Description of the task:
Your copy begins at the line with "Exercise. Find the white stripe" and runs through the end of the data below. Set down only those lines exactly, without pictures.

Data extracted from a collection:
****************

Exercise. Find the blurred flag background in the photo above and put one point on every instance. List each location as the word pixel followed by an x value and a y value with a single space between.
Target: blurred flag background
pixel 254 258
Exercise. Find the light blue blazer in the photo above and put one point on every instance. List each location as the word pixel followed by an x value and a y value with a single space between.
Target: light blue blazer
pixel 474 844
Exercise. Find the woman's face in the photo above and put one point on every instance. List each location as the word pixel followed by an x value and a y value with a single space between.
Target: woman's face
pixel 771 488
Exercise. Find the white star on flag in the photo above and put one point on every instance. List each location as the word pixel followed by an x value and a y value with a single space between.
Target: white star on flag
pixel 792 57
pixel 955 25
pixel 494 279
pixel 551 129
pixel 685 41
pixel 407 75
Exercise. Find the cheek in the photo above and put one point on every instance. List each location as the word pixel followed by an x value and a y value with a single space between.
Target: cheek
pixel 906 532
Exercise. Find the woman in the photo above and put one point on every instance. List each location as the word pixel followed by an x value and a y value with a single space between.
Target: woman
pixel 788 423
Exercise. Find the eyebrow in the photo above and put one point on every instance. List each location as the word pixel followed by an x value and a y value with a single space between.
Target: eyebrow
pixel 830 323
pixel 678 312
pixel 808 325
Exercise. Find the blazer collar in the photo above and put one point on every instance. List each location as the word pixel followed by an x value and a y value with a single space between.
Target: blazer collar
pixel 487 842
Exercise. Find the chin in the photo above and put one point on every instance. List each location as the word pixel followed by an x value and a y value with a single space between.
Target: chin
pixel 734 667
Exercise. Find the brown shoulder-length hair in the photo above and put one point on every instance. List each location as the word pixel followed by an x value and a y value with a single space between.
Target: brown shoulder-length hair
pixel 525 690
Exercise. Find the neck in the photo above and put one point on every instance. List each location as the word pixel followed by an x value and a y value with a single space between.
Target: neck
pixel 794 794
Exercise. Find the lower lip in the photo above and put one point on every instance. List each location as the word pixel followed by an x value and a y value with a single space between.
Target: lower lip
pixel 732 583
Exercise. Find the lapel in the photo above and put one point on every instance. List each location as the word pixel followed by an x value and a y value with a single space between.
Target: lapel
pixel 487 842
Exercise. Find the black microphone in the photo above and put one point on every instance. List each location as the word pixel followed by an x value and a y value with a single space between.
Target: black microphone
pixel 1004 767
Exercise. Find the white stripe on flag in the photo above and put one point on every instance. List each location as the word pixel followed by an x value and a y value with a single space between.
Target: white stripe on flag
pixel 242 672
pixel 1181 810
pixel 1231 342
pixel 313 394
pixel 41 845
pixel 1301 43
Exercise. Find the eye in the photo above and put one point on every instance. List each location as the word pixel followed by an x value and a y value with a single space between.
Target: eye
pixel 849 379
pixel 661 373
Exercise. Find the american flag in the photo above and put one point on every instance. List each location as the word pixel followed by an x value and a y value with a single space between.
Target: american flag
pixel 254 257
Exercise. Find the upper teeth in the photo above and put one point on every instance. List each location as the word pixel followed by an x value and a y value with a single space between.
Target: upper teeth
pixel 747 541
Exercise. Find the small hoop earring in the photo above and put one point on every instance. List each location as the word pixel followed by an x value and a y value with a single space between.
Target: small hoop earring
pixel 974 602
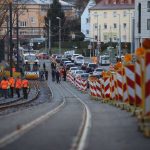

****************

Your response:
Exercise. Find the white stripe on flag in the photo above and put one point on every instance. List each location as the word pixel followed by an x value and a y value with a single space between.
Target: white stripe on flag
pixel 242 672
pixel 1181 810
pixel 1231 342
pixel 313 394
pixel 41 845
pixel 1301 43
Exercise. Find the eye in the photo above and put one point on every instance. List each location as the word pixel followed by an x value and a y value with a single space between.
Target: eye
pixel 849 379
pixel 661 373
Exercise. Find the american flag in the photo above and put one point on every instance. List each location as the word pixel followed by an x value and a y value with a single space between.
Target: american flag
pixel 254 257
Exercise. Find the upper teeth in the photo above and put one point on every instance. List each location as the word pixel followed by an x value and a y value with a single space between.
Target: upper teeth
pixel 747 541
Exercise. Find the small hoop earring in the photo above and put one point on every instance. List each location as the word pixel followed by an x value and a y value with a single space between.
Target: small hoop earring
pixel 974 602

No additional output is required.